# EXERCISE:
Locate the line that contains "locate: chestnut horse", then copy it and all later lines of the data below exactly, through the last one.

* Start DATA RECORDS *

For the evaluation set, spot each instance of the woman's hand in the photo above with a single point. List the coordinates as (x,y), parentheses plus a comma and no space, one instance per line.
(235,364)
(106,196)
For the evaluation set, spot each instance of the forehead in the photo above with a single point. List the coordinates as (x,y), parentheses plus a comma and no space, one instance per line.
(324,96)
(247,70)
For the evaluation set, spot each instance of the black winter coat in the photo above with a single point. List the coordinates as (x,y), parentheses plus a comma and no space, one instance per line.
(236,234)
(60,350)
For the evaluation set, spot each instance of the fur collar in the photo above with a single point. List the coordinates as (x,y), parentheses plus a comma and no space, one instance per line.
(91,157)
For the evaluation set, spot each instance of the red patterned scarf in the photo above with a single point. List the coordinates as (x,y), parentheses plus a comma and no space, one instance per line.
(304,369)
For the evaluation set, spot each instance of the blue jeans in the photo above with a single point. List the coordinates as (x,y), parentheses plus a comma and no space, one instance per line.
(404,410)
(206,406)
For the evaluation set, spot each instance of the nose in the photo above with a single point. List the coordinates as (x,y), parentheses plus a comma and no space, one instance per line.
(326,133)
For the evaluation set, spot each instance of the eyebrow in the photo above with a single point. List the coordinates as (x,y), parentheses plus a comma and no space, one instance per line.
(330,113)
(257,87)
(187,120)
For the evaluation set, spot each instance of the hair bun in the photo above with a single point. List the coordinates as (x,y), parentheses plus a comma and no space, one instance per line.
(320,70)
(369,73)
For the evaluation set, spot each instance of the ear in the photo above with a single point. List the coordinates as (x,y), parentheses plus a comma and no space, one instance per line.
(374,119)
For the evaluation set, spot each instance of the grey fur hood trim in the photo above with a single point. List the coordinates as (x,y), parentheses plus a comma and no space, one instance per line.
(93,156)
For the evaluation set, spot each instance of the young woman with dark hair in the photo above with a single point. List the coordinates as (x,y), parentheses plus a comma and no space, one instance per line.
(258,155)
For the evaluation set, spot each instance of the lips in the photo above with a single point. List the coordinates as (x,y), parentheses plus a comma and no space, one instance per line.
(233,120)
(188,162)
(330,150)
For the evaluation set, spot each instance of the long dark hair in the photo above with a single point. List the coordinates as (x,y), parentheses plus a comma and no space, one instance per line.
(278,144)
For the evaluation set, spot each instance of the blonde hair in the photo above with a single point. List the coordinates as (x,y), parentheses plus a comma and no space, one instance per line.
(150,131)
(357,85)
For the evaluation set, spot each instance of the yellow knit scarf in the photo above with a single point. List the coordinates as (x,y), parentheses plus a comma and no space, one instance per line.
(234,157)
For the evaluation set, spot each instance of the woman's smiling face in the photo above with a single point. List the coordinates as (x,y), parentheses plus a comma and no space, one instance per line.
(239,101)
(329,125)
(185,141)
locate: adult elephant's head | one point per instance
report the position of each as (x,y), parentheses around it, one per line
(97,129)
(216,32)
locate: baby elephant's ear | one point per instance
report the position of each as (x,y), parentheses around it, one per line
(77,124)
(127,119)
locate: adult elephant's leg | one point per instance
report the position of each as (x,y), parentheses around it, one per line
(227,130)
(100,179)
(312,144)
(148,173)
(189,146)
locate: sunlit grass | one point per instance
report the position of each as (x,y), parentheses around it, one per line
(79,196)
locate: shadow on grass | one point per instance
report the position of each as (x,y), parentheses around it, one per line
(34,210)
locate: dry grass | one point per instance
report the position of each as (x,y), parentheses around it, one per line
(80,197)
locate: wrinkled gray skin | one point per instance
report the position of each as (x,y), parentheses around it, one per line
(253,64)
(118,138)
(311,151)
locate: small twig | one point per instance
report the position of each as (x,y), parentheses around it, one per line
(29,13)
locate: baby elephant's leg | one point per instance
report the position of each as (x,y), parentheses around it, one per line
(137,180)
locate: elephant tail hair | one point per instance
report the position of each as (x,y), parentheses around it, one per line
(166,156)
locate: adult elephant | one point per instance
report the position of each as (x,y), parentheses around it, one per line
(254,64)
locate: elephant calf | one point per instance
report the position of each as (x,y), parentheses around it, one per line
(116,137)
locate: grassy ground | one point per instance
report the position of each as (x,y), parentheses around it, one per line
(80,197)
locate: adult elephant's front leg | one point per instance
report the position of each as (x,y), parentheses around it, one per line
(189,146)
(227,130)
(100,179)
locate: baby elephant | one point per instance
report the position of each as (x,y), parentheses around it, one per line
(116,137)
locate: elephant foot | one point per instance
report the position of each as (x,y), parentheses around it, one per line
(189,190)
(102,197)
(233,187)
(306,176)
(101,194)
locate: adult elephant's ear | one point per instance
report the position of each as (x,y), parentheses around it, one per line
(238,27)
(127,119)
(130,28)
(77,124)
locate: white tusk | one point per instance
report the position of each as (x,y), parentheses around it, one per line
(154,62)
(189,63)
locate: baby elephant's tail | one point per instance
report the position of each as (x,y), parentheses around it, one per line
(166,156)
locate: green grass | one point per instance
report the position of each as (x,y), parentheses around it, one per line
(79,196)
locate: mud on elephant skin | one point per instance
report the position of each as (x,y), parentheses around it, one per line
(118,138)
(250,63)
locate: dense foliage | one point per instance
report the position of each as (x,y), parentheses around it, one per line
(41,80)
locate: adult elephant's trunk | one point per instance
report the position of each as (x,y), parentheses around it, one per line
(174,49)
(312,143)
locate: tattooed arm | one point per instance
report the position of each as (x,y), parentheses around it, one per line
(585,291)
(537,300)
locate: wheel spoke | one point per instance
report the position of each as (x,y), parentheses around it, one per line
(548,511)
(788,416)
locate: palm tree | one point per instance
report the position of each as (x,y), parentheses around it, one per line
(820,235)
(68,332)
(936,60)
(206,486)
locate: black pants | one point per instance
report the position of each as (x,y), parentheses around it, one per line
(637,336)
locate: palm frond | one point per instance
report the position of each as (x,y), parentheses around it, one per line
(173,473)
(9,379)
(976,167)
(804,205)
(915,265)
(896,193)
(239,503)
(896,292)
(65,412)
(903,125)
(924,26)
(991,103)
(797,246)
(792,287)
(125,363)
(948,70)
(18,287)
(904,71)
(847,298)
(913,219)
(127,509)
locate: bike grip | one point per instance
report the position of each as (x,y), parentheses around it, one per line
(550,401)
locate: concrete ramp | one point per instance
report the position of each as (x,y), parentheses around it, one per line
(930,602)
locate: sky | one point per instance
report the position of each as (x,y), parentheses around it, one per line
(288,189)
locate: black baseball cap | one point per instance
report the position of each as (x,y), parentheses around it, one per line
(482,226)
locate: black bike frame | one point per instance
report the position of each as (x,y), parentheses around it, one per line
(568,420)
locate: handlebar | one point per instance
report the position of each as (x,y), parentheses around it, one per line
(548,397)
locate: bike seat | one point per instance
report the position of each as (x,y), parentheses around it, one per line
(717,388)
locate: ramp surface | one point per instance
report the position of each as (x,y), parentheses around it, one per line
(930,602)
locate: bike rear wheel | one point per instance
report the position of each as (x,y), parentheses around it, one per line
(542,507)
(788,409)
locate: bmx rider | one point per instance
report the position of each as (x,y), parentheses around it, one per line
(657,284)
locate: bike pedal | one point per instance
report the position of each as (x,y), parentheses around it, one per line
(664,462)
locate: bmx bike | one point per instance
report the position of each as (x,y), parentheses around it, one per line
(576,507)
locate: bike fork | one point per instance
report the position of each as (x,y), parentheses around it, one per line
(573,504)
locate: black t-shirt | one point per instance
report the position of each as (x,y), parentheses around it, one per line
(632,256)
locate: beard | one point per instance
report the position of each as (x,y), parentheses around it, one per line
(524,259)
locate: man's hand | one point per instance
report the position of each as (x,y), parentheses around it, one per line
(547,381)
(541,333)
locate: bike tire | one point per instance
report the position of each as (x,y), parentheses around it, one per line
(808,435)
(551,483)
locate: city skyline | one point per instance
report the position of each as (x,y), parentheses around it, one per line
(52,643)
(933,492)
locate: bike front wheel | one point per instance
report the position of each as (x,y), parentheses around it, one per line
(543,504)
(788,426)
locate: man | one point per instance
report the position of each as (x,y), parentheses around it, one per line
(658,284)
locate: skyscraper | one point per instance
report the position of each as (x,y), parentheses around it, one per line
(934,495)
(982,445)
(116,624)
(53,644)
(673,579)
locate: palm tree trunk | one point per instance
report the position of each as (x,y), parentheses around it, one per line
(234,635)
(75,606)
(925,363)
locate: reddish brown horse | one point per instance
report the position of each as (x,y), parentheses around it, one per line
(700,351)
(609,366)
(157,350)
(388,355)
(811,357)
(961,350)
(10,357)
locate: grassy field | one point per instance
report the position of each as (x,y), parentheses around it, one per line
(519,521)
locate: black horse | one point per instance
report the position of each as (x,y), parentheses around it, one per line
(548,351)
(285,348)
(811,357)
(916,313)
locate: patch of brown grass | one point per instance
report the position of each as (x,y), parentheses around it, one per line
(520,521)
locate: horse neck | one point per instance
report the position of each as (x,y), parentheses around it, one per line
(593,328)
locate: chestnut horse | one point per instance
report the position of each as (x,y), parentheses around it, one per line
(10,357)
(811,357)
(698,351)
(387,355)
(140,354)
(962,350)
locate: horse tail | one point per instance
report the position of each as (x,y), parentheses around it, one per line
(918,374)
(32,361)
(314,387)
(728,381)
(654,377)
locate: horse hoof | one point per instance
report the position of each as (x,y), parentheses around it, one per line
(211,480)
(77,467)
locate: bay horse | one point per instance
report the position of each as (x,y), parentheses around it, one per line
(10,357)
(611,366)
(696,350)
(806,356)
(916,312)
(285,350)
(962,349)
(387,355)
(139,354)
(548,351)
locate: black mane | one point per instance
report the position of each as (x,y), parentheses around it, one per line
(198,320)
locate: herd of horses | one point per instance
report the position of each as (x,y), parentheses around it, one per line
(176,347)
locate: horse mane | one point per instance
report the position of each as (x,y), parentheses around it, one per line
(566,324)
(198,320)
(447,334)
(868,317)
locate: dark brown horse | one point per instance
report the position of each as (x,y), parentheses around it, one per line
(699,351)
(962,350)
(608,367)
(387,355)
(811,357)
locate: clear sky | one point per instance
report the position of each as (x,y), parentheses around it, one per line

* End DATA RECORDS *

# OUTPUT OF THE TASK:
locate: chestnut horse | one point per instance
report the position of each as (x,y), parentheses around it, one per line
(10,357)
(811,357)
(698,351)
(387,355)
(140,354)
(962,350)
locate: horse tail | one point per instance
report the position of each as (x,y), parentheses around it, one per line
(918,374)
(32,361)
(314,387)
(728,381)
(654,377)
locate: horse hoof | one point per instance
report the position of each as (x,y), parentheses around it, one per line
(211,480)
(77,467)
locate: bay horse | one point per instance
report the position of each as (x,y), parentheses around it, one per line
(10,357)
(611,366)
(696,350)
(806,356)
(916,312)
(285,350)
(962,349)
(387,355)
(139,354)
(548,351)
locate: black mane | one point per instance
report the position of each as (x,y), parentheses around it, one per line
(198,320)
locate: herd of horses | one point per instance
report the position of each as (x,y), parentheses around it, one per line
(176,347)
locate: horse mane | one point per instance
report the position of each as (x,y), parentheses around it, one per line
(566,324)
(198,320)
(447,334)
(868,317)
locate: dark brown horse | one point per instance
report the position of each as (x,y), parentheses around it, one per line
(699,351)
(962,350)
(608,367)
(387,355)
(811,357)
locate: clear sky | one point per instance
report the position of each as (x,y), parentheses around it, one per line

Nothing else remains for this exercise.